Each line of the listing that contains "table" should be found and copied.

MATERIAL FOR THIS EXERCISE:
↓

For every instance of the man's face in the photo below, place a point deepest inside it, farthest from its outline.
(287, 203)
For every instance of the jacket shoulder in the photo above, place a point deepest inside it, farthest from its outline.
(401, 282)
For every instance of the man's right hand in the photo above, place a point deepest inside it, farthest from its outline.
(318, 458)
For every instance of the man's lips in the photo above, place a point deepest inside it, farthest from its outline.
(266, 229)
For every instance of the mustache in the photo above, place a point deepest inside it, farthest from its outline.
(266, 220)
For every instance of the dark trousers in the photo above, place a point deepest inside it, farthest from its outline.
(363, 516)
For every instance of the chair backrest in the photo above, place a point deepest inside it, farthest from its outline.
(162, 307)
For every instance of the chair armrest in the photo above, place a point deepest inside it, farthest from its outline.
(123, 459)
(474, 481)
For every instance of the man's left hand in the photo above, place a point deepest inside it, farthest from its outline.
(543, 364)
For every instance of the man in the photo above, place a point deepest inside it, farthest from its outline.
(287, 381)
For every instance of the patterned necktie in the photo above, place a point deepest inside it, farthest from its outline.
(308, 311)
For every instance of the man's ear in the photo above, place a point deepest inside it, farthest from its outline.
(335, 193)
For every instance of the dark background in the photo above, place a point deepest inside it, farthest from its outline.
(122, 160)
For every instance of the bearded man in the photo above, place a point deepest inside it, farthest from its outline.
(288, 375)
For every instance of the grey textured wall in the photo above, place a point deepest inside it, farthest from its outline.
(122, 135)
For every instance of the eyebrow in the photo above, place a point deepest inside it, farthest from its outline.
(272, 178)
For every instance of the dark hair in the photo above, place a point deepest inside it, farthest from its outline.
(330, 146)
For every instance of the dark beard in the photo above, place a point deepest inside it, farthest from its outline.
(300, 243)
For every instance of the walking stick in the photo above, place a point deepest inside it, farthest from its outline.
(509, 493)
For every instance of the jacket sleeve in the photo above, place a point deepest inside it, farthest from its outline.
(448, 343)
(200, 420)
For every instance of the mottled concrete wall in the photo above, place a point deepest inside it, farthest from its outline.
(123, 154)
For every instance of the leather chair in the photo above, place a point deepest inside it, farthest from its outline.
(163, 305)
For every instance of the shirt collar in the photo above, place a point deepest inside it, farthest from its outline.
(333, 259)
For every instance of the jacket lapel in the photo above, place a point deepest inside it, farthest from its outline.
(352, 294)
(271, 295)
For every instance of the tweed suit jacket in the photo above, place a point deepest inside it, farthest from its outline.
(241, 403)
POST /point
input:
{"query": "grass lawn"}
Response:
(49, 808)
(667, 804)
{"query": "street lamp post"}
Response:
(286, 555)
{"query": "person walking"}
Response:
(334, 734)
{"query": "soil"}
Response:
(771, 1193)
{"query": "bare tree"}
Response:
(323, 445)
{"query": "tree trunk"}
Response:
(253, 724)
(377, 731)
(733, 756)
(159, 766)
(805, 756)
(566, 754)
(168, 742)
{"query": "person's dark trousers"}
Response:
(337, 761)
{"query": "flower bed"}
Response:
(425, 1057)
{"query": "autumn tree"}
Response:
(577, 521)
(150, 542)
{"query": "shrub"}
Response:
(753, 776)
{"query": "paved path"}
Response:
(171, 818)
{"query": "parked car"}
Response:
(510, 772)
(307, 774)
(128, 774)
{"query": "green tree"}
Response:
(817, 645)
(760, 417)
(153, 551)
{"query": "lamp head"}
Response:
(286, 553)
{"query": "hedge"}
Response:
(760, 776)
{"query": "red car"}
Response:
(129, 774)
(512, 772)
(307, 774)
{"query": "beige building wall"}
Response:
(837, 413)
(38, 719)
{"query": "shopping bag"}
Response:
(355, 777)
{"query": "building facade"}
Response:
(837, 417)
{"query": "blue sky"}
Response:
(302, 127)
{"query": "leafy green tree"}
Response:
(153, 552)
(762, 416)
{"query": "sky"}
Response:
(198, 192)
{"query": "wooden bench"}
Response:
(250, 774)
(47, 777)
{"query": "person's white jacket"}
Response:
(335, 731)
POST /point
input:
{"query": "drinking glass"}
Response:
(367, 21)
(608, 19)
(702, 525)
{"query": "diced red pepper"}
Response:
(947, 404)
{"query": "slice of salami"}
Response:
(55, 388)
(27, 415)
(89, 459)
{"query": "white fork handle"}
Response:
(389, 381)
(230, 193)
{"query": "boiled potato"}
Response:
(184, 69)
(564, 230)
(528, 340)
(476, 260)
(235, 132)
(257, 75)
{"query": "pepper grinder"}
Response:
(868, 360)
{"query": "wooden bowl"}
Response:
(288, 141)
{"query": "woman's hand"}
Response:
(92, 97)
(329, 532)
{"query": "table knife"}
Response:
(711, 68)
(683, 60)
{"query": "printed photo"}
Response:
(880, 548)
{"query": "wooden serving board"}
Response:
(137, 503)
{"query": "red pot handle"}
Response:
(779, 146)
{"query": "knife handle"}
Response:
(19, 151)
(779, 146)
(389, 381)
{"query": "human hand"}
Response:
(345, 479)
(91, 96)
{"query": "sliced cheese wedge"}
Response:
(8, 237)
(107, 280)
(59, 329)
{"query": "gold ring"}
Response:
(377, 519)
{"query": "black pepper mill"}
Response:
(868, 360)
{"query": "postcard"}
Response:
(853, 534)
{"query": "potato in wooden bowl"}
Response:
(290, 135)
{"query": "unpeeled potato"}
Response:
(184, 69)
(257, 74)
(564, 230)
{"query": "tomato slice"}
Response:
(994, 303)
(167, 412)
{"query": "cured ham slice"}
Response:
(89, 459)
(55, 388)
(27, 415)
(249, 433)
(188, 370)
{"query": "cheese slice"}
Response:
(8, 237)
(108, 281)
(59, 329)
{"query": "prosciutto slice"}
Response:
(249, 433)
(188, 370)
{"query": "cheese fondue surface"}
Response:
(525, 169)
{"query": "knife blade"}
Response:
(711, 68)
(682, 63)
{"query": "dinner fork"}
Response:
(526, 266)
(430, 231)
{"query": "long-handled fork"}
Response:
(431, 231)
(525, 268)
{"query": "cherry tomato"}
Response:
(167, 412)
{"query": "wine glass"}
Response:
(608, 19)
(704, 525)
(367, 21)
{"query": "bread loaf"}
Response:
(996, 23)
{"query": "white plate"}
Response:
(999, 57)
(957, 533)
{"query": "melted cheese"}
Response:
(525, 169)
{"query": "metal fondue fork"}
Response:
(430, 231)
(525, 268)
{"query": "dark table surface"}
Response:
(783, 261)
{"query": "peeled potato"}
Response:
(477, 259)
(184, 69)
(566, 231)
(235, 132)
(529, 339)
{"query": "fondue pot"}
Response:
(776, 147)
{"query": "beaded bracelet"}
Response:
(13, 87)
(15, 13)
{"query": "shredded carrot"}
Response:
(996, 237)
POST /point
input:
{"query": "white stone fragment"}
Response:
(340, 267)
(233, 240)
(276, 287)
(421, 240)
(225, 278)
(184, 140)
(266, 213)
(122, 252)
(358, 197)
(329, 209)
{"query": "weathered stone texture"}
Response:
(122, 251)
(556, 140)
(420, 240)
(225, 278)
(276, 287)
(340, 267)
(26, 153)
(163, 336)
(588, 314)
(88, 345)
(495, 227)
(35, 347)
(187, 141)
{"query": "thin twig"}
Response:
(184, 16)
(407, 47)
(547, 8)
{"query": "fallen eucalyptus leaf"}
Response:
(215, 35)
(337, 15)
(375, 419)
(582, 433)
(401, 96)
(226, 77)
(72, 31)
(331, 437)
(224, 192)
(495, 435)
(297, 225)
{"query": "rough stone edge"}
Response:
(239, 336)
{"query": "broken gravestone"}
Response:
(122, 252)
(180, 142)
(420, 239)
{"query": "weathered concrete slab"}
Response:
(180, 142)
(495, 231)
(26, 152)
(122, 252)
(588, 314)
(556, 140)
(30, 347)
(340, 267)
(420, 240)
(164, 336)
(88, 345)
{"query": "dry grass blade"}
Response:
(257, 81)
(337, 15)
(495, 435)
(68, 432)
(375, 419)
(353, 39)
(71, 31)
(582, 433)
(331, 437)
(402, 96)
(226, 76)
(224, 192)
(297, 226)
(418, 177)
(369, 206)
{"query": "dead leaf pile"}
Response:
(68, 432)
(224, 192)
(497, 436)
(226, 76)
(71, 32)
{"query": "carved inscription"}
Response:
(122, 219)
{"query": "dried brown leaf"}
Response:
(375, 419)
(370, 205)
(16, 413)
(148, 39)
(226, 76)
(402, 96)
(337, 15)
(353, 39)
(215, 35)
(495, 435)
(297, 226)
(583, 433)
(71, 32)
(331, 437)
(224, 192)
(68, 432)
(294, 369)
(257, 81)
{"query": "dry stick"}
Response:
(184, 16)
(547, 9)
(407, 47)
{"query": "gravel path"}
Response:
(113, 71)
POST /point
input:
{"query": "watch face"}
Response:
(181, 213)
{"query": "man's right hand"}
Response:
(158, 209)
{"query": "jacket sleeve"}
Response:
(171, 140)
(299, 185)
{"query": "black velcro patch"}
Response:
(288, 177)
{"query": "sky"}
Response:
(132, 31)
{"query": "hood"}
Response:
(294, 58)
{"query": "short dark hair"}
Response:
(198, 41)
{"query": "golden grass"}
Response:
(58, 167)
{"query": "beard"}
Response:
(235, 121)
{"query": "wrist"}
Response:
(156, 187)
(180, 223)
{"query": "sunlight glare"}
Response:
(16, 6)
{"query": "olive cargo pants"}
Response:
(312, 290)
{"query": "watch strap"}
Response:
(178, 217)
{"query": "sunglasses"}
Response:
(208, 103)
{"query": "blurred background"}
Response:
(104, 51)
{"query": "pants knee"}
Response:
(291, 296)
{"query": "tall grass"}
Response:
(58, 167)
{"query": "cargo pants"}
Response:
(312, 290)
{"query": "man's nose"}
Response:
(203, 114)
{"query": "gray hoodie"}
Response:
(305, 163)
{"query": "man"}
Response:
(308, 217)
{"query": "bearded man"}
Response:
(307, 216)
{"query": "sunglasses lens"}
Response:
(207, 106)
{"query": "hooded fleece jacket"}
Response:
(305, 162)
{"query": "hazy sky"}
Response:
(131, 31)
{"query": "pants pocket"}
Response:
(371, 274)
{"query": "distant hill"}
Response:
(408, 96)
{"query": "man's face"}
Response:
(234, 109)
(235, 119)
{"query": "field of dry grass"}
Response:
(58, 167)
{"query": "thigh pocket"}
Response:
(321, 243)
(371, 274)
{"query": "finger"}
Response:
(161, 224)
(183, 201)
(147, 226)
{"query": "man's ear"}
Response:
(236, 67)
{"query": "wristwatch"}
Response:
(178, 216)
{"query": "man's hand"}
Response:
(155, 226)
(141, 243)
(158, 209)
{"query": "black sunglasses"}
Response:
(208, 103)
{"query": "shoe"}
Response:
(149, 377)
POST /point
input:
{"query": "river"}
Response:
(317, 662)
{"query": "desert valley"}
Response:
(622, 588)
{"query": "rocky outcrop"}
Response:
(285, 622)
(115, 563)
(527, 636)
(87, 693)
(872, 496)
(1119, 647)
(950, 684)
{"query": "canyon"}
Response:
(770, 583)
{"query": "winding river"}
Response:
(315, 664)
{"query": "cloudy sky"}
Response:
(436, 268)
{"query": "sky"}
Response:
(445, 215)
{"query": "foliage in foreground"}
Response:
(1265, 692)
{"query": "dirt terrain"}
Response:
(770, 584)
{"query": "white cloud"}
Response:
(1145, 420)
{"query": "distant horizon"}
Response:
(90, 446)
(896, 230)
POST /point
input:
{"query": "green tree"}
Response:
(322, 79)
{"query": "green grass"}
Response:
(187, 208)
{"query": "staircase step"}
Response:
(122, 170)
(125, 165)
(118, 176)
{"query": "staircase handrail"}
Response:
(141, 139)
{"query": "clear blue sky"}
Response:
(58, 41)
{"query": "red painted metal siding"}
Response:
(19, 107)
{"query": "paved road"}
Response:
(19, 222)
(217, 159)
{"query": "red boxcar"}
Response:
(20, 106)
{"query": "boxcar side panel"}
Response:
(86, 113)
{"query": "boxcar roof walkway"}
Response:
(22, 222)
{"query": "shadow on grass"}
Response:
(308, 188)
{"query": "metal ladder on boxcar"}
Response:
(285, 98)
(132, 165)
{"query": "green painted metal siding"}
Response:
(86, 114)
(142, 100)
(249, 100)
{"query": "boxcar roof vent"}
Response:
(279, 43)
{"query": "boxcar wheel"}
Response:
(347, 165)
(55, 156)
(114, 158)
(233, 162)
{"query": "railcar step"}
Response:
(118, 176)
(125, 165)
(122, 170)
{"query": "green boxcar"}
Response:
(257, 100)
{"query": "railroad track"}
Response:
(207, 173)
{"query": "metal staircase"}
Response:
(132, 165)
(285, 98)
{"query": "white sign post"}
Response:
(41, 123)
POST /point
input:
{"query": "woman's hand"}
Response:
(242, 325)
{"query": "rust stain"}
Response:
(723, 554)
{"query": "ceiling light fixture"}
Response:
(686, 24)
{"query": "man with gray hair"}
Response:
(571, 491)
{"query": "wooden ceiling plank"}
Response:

↑

SOLUTION TO THE PROBLEM:
{"query": "table knife"}
{"query": "dark table surface"}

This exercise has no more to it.